— ACTIVITY —
Where does "negative" occur in the listing? Copy every line that holds it.

####################

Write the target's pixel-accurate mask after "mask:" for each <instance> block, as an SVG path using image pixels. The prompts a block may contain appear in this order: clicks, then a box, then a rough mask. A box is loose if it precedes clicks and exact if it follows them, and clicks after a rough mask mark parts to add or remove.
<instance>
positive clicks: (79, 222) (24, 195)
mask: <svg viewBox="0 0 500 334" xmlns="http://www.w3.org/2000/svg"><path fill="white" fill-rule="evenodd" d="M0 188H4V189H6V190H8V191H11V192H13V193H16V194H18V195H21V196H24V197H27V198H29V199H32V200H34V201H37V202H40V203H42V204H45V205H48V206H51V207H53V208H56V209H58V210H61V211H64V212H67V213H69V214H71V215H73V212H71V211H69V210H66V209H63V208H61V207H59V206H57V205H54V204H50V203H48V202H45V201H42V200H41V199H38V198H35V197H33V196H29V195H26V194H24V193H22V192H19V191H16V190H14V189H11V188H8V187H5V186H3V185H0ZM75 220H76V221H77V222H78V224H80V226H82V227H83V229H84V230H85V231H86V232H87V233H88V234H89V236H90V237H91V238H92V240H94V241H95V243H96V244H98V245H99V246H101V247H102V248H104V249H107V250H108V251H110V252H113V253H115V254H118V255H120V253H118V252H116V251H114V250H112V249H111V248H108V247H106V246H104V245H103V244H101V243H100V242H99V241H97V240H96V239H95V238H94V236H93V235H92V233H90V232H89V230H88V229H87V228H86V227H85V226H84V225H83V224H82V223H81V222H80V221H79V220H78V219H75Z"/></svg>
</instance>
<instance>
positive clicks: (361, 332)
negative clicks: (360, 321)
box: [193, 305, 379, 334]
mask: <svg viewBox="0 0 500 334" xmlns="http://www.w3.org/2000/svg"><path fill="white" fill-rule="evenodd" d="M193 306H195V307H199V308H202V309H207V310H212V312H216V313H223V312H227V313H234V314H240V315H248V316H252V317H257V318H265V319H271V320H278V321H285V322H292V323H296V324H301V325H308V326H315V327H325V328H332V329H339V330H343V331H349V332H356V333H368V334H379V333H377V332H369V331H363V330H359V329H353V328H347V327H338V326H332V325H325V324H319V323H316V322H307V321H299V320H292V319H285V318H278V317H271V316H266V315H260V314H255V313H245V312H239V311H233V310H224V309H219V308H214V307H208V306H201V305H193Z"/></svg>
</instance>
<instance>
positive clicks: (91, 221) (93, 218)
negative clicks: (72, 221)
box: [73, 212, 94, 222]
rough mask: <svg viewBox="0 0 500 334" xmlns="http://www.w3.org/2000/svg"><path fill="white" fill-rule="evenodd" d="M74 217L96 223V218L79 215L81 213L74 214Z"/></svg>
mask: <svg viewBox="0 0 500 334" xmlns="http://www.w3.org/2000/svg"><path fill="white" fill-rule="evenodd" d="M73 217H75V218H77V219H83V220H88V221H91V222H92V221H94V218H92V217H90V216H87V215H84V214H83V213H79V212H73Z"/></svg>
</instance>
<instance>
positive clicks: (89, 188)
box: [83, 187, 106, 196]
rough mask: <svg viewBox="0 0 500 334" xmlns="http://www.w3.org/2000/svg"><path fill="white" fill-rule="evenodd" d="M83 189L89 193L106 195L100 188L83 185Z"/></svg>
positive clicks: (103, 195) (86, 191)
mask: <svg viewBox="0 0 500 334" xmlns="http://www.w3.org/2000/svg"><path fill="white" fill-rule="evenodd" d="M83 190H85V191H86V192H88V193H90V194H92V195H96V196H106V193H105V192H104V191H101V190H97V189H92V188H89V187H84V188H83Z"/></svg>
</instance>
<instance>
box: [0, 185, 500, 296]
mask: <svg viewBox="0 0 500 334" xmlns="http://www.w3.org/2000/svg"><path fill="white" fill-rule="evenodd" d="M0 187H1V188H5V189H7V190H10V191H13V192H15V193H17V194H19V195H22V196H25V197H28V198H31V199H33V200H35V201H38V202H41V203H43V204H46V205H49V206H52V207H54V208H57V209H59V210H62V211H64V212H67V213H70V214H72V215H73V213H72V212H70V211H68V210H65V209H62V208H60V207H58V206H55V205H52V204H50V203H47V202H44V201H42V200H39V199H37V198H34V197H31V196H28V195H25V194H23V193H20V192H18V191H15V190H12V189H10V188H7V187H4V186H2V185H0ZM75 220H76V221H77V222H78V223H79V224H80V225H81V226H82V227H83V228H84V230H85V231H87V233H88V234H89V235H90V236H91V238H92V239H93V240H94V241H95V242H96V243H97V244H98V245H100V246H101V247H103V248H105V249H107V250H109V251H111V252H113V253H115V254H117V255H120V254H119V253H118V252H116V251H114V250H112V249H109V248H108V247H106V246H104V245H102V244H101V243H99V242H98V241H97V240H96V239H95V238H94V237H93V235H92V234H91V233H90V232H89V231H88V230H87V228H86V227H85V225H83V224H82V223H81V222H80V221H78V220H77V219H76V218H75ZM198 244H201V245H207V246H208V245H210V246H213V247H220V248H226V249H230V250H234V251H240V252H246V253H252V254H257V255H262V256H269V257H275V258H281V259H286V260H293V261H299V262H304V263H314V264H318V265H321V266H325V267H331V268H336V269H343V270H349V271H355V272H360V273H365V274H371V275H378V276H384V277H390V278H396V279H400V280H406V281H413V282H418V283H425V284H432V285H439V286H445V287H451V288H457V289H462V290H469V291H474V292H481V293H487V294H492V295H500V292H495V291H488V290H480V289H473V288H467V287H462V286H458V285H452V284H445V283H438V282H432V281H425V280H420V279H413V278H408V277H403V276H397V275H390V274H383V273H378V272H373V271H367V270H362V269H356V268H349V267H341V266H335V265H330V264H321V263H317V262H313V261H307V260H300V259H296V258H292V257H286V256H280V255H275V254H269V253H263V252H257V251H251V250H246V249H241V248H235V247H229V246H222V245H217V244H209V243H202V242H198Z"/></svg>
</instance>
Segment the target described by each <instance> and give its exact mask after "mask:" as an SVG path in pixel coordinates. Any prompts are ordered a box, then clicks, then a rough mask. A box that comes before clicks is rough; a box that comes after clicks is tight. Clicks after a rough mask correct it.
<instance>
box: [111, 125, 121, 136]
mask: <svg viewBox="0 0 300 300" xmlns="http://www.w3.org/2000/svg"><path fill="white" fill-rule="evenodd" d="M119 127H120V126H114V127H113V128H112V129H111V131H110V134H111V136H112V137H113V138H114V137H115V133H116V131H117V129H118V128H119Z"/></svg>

####################

— ANSWER BELOW —
negative clicks: (360, 321)
negative clicks: (72, 221)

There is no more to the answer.